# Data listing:
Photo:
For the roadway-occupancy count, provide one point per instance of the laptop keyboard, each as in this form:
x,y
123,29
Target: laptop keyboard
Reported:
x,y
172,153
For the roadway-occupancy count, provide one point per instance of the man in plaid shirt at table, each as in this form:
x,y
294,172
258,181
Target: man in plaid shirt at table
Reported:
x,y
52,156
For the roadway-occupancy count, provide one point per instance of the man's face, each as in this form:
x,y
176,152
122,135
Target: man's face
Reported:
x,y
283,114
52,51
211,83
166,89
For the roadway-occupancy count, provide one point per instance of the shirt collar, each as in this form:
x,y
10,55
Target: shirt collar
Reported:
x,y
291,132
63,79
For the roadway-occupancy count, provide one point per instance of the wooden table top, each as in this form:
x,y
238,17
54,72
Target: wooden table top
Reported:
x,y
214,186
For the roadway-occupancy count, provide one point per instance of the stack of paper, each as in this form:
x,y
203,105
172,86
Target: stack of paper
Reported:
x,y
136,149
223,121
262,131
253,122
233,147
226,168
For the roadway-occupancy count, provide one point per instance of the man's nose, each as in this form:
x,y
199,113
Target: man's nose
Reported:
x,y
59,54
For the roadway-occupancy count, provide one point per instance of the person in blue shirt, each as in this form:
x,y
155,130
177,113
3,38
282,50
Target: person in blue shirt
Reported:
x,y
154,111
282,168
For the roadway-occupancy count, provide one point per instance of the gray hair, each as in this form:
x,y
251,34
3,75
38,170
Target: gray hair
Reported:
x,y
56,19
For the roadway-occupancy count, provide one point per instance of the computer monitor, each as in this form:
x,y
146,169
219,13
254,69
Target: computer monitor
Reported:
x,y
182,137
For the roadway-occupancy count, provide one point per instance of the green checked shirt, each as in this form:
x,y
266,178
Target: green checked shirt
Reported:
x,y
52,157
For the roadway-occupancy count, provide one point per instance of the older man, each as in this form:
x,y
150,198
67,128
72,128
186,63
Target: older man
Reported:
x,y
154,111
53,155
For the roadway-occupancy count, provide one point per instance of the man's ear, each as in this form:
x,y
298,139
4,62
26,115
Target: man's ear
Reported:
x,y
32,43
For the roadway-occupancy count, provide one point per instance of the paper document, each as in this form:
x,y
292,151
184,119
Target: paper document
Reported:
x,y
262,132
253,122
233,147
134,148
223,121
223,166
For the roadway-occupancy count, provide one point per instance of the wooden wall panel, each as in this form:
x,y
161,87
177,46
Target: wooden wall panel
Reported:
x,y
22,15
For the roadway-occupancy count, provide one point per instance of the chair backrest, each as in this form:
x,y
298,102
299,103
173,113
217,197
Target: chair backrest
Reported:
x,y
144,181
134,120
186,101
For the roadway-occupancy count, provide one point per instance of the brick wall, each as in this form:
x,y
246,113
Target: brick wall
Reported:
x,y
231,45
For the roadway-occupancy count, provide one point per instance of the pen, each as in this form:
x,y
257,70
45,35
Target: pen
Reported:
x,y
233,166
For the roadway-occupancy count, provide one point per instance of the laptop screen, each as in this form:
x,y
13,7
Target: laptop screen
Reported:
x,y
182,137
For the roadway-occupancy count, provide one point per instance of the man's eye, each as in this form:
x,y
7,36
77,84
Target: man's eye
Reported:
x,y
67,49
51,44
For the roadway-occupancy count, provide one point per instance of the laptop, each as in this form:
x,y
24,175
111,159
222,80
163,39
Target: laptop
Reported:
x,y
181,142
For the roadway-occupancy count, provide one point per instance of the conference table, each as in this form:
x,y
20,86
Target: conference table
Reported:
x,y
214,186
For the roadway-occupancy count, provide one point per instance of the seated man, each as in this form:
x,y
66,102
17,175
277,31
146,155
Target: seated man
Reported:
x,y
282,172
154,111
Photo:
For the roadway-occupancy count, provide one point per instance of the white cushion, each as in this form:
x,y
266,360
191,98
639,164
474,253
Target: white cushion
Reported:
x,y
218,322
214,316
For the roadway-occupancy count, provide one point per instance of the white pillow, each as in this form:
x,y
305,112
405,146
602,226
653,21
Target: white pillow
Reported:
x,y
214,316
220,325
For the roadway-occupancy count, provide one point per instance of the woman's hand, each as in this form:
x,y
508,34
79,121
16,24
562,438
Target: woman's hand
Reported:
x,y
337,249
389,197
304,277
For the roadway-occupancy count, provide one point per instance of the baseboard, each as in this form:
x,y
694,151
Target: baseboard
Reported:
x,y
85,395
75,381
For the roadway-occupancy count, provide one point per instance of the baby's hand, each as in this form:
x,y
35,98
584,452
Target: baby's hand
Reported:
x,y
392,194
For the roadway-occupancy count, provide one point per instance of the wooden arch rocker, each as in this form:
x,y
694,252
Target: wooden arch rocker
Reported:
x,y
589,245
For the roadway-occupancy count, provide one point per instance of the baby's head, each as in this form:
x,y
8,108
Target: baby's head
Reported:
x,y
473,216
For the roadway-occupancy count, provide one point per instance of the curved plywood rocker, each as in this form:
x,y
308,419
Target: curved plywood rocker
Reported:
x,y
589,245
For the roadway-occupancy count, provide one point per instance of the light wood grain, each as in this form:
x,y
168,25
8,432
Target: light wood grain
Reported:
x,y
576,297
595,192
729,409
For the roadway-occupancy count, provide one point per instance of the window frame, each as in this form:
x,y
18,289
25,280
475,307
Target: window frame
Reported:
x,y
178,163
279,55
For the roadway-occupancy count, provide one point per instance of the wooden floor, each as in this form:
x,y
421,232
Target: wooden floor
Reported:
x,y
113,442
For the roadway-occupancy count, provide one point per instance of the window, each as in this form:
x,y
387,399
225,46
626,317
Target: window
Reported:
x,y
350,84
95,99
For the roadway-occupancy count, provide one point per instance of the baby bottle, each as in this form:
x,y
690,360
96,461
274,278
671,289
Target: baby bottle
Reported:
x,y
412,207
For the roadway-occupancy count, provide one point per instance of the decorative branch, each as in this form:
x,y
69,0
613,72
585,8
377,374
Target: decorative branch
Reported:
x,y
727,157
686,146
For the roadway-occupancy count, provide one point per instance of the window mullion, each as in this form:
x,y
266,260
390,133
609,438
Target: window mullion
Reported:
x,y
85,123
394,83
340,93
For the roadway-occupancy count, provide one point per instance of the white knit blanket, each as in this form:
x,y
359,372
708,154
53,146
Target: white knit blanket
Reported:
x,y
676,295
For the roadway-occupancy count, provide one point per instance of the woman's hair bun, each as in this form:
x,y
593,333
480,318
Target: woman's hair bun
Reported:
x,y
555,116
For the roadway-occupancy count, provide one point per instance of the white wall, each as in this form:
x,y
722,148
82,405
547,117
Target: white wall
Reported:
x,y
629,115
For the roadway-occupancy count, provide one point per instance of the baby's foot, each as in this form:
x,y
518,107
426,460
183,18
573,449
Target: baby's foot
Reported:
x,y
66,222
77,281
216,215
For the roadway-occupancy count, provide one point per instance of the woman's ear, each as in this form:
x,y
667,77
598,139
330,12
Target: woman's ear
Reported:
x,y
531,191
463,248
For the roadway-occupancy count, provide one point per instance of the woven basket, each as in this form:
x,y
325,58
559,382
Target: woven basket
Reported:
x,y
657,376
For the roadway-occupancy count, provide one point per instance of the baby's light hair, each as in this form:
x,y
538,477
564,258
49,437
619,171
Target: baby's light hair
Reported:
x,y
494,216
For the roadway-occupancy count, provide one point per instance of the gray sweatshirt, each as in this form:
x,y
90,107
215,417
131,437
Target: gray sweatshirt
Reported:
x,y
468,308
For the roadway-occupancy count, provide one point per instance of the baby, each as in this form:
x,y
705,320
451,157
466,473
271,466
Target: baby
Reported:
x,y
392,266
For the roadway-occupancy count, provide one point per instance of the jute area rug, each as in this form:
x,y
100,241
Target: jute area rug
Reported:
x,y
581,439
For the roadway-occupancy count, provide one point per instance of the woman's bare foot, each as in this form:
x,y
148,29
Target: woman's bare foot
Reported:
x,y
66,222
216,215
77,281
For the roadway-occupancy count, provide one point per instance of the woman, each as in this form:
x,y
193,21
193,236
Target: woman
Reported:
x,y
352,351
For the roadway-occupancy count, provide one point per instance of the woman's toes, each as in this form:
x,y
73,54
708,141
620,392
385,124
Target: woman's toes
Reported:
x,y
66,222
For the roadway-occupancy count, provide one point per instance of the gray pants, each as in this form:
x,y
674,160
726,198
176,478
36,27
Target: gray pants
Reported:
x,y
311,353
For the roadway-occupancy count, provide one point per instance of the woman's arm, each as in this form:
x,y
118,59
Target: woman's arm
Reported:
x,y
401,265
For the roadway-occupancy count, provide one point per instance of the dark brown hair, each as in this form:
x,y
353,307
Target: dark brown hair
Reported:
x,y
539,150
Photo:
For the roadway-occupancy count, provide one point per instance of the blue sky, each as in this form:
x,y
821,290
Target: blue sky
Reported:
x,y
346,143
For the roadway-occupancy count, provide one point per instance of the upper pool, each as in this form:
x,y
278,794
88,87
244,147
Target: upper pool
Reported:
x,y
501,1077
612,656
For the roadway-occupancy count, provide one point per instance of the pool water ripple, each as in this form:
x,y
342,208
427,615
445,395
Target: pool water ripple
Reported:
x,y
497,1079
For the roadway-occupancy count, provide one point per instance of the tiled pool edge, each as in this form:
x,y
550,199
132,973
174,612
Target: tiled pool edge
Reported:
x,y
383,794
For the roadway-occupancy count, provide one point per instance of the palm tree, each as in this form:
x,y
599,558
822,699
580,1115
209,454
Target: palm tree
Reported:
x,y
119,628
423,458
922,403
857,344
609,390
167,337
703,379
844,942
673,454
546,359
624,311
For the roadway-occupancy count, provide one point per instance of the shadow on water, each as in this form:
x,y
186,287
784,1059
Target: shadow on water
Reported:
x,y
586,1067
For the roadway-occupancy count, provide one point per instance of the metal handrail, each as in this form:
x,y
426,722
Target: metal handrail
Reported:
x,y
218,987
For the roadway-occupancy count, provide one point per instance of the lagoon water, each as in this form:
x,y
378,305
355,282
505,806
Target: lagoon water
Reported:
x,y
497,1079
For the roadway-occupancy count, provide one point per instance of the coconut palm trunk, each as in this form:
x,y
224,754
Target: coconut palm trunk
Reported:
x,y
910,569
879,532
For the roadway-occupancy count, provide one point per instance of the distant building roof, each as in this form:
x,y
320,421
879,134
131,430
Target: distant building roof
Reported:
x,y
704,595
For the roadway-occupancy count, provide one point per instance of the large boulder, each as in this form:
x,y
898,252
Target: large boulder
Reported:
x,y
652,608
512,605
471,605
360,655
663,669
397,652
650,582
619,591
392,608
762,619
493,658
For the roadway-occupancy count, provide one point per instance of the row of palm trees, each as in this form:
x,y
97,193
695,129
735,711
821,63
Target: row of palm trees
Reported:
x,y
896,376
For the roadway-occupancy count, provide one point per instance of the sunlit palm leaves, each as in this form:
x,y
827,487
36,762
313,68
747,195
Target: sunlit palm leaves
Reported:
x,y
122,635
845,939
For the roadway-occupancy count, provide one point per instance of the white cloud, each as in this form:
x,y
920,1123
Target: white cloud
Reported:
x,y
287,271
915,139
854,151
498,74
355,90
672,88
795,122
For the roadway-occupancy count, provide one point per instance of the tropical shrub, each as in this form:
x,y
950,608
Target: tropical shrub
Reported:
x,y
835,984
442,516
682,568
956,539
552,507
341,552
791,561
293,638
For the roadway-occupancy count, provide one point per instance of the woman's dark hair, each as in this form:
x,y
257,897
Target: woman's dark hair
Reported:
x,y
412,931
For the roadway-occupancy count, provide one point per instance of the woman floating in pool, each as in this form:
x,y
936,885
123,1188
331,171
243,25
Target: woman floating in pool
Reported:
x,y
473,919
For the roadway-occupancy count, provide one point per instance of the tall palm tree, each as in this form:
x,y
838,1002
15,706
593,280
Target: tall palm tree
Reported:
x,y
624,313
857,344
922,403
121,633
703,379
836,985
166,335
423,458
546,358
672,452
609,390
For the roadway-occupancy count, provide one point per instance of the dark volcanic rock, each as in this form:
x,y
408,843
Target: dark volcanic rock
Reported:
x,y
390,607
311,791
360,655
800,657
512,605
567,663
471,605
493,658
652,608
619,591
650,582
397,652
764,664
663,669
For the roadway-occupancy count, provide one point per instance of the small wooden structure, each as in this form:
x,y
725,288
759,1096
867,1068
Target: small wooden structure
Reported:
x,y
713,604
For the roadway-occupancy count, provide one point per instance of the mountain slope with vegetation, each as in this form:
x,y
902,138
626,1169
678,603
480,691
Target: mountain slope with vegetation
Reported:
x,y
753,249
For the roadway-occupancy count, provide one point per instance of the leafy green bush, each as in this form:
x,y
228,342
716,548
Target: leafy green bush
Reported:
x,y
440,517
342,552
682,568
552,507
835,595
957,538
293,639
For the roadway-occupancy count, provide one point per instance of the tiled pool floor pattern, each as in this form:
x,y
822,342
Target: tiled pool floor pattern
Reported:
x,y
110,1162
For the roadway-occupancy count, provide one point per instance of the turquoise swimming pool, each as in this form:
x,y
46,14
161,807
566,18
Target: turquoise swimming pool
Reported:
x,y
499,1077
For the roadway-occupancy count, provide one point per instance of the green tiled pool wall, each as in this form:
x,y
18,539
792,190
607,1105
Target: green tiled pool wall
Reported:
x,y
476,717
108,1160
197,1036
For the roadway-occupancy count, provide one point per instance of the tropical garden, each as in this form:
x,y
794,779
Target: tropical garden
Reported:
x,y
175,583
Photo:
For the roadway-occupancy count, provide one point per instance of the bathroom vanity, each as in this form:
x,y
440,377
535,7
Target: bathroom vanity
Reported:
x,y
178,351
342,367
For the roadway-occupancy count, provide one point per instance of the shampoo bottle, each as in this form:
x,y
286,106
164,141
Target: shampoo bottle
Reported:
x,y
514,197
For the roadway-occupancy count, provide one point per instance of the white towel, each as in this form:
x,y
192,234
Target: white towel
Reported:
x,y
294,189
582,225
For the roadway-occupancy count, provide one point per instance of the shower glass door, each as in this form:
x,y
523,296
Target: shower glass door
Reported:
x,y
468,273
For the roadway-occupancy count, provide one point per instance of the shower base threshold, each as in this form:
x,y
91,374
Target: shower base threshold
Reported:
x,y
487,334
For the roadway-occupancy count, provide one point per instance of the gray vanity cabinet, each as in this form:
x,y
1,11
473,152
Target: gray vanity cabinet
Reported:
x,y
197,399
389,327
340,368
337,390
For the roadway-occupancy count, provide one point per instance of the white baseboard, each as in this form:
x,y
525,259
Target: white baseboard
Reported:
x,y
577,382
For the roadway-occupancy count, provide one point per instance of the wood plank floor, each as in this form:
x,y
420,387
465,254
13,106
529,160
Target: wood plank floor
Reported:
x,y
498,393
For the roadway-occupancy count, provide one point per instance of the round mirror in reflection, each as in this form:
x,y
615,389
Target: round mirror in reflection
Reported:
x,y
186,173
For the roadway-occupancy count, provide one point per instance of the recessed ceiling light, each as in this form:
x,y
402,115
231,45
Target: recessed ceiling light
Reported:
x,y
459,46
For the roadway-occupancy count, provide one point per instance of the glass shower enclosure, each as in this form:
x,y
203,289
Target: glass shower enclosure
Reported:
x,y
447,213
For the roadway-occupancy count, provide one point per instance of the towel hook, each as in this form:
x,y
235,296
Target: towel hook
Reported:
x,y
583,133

# What to work on:
Update the section of the data that opens with the line containing "of the towel" and runs through the end of the data. Write that section out again with "towel hook" replaced by "towel bar" and nothing else changed.

# Result of this exercise:
For the roadway-occupancy count, provide one point per instance of the towel bar, each as in this form:
x,y
235,296
Target: towel bar
Reported:
x,y
583,133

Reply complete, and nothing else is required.